→ Data for analysis
###

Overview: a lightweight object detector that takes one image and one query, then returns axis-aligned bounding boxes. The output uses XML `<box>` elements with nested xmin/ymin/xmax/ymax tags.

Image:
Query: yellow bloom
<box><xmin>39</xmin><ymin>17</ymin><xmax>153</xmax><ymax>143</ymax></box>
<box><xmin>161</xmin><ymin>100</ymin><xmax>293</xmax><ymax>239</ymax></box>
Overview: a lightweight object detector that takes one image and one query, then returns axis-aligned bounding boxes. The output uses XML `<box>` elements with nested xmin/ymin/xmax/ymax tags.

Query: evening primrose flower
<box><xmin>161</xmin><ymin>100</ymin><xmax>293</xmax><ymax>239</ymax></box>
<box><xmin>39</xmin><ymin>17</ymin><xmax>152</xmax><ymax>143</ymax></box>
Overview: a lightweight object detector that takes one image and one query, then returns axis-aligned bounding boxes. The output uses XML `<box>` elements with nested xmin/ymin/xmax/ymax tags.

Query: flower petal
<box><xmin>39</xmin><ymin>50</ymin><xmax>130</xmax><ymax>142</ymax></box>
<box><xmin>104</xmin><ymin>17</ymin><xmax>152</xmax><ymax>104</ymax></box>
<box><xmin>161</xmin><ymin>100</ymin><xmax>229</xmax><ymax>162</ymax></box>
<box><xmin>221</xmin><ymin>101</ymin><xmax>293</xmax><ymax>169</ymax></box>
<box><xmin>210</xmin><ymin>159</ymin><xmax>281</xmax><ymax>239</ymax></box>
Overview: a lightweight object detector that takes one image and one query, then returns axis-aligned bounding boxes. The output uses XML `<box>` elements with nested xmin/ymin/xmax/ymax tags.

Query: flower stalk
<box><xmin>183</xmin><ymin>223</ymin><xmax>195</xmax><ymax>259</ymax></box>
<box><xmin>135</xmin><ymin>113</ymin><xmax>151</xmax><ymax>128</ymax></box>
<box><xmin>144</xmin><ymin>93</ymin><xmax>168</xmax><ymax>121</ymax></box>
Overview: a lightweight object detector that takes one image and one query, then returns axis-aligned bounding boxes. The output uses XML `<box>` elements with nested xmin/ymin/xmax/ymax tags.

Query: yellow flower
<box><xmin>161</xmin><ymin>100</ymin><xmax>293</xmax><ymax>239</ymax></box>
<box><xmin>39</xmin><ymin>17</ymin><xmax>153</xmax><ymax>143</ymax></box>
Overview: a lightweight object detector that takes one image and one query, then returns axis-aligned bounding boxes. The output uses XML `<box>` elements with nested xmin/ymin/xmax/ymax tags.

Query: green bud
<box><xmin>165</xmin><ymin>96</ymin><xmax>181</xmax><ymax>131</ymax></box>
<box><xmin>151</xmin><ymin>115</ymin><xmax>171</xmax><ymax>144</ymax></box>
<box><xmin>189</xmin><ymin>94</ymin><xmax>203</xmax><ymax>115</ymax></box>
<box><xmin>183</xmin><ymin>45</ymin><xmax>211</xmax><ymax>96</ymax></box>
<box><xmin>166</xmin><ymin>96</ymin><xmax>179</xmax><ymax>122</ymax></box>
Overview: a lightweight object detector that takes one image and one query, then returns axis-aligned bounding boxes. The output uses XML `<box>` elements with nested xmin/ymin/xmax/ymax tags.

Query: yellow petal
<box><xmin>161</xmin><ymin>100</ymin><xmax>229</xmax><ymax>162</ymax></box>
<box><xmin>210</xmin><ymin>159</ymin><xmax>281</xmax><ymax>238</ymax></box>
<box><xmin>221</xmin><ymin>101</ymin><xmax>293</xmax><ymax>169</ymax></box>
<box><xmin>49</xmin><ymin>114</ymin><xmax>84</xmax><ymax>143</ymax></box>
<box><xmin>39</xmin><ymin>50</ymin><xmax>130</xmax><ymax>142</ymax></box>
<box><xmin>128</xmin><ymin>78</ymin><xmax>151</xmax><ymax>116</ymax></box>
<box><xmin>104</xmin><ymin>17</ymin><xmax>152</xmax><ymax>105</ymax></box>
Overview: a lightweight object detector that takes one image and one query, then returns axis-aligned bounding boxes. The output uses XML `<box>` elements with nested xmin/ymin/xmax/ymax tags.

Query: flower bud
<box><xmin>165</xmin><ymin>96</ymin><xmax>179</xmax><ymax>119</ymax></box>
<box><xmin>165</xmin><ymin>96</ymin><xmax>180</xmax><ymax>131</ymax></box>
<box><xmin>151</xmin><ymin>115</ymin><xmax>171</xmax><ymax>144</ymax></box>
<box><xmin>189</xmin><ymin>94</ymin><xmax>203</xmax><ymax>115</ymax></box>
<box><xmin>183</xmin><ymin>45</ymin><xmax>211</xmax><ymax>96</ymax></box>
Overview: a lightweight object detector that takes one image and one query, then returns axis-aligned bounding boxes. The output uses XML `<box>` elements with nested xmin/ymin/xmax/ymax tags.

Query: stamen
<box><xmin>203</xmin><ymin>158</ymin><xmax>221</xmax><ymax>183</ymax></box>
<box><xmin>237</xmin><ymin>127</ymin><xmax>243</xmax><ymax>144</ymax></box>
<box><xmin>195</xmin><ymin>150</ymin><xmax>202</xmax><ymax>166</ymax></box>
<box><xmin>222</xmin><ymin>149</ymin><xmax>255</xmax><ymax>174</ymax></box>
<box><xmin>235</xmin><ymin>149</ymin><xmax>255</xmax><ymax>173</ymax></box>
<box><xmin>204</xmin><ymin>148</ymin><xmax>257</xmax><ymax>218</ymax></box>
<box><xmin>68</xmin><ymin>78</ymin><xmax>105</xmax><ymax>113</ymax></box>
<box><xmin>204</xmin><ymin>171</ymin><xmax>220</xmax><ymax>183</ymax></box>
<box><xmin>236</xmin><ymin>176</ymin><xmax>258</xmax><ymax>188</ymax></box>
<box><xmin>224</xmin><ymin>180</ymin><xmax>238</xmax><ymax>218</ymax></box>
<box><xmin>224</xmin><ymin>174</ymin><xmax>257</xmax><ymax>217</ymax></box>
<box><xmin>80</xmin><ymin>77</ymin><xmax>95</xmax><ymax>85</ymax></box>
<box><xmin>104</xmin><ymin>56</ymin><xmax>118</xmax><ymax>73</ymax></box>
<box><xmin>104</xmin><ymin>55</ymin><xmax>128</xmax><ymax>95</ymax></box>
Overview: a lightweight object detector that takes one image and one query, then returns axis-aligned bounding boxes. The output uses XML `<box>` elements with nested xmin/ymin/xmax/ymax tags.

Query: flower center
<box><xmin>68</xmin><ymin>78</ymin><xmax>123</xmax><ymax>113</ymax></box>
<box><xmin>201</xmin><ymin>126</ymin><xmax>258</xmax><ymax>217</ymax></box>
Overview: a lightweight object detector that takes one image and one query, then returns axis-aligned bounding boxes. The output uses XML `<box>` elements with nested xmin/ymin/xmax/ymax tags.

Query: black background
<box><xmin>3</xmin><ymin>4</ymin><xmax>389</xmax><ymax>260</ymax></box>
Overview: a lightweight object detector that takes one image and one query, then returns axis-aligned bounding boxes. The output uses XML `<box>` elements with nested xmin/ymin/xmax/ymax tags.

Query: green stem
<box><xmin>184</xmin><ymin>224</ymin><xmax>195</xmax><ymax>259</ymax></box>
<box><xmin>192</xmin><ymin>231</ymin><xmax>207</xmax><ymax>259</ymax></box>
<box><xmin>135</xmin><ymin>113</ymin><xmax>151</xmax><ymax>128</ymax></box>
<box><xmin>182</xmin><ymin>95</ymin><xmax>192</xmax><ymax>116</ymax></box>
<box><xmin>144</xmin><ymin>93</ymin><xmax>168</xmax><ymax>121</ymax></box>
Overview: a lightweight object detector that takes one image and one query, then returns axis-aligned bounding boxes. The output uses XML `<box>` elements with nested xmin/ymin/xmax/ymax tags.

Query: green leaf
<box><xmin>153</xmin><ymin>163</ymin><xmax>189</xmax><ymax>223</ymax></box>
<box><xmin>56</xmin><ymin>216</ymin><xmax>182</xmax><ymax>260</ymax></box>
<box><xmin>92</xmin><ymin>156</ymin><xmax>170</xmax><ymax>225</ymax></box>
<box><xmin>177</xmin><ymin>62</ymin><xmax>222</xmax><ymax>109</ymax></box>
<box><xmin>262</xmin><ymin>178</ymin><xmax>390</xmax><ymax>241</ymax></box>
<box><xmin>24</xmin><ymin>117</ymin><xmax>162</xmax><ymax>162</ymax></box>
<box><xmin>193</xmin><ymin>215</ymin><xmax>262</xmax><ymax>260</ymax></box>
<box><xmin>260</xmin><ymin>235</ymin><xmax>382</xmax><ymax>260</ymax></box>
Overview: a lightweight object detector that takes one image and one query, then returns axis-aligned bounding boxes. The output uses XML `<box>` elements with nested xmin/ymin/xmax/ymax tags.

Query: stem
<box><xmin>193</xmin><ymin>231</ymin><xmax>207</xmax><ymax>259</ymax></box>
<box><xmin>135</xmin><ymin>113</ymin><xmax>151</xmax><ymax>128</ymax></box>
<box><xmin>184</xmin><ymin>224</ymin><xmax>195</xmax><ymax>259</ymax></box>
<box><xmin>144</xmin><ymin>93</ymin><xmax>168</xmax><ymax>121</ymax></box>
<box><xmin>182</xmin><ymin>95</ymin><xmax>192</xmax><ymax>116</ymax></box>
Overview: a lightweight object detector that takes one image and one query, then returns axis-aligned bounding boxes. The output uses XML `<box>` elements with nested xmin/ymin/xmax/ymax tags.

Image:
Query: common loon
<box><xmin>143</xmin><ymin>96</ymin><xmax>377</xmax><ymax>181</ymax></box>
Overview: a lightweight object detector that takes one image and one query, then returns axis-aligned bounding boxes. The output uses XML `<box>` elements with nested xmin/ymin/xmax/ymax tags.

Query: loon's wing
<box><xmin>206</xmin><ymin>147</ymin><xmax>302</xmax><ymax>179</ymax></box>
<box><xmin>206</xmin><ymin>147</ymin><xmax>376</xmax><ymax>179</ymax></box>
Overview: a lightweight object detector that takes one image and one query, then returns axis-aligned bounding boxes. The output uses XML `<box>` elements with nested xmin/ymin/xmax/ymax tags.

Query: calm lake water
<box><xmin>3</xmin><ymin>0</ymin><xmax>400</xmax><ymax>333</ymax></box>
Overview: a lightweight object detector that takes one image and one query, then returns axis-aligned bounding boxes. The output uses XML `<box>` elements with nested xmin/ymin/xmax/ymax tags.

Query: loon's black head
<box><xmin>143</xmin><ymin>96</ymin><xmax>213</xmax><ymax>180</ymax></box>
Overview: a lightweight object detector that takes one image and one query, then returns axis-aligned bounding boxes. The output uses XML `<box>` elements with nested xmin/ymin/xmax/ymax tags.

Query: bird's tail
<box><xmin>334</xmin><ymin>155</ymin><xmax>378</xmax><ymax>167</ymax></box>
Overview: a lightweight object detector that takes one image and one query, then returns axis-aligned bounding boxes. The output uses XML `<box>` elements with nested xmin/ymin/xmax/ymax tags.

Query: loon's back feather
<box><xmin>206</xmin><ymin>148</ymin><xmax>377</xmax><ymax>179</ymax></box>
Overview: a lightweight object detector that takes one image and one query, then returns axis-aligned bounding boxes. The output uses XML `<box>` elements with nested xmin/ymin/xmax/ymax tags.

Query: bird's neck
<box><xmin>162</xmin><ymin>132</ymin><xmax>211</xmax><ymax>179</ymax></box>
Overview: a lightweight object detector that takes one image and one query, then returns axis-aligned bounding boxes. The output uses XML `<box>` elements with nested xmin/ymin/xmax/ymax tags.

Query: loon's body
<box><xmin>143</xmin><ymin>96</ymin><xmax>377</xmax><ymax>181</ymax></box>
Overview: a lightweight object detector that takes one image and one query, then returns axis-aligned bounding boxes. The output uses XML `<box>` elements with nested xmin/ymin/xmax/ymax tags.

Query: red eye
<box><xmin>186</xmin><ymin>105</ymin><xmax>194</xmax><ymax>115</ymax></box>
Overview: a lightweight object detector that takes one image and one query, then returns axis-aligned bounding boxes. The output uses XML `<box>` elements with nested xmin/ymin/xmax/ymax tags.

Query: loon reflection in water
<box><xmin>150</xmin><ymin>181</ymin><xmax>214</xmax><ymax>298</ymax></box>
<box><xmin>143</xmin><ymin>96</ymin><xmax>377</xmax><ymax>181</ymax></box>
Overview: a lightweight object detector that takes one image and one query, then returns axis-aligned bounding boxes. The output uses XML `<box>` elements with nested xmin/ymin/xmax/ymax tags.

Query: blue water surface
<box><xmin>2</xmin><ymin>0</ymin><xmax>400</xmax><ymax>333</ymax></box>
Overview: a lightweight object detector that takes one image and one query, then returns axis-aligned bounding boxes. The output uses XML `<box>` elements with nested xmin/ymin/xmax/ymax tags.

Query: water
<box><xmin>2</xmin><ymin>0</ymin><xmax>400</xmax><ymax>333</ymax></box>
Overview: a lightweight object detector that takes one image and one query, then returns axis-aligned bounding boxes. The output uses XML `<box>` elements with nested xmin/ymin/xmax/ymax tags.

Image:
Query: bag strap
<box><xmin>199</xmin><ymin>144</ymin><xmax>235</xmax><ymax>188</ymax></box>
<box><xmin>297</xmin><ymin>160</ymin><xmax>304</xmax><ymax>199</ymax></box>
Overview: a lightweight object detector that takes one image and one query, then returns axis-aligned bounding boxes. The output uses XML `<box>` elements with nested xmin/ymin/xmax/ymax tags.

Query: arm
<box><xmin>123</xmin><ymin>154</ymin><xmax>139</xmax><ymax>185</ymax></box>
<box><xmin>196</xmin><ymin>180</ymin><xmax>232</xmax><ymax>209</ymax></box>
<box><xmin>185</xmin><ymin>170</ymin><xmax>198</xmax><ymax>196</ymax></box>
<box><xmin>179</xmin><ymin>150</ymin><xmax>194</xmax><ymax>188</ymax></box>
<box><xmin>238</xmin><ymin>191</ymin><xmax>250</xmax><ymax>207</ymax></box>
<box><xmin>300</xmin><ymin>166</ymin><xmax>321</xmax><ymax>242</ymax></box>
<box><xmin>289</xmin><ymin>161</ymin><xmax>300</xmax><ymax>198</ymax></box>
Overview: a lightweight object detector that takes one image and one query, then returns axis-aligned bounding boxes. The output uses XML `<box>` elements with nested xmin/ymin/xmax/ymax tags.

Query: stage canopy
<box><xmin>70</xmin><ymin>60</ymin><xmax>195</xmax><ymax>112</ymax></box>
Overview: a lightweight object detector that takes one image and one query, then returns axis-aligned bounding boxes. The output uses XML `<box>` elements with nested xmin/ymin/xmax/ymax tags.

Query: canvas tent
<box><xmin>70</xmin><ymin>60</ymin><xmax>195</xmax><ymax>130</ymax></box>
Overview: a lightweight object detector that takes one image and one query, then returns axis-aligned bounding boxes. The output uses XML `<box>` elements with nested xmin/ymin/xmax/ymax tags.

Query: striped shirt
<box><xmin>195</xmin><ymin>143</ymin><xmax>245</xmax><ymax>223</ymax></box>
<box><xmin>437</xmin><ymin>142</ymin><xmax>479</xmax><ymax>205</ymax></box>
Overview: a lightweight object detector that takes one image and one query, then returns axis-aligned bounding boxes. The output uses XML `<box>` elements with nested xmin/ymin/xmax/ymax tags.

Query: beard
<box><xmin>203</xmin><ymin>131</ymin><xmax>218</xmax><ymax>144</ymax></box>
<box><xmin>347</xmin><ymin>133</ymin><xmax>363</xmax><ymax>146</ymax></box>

###

Output the line bearing "Query: stage canopy" along with all the lines after it through the end of the entries, exactly, and no other lines.

→ Exercise output
Query: stage canopy
<box><xmin>70</xmin><ymin>60</ymin><xmax>195</xmax><ymax>112</ymax></box>
Overview: a lightweight object detector that takes one image and one query, then returns axis-aligned bounding boxes. The output uses XML `<box>` elements with nested xmin/ymin/xmax/ymax tags.

Query: canvas tent
<box><xmin>70</xmin><ymin>60</ymin><xmax>195</xmax><ymax>130</ymax></box>
Overview: a lightweight object detector that takes one image and one query, then returns axis-aligned bounding boxes. The output uses XML `<box>` elements with nested xmin/ymin/xmax/ymax tags.

Query: striped shirt
<box><xmin>195</xmin><ymin>143</ymin><xmax>245</xmax><ymax>223</ymax></box>
<box><xmin>437</xmin><ymin>142</ymin><xmax>479</xmax><ymax>205</ymax></box>
Overview: a lightweight object detector that takes one image and one query, then returns axis-aligned bounding boxes. The output uses XML `<box>` elements with nested xmin/ymin/xmax/ymax tags.

Query: beard
<box><xmin>203</xmin><ymin>131</ymin><xmax>218</xmax><ymax>144</ymax></box>
<box><xmin>347</xmin><ymin>133</ymin><xmax>363</xmax><ymax>146</ymax></box>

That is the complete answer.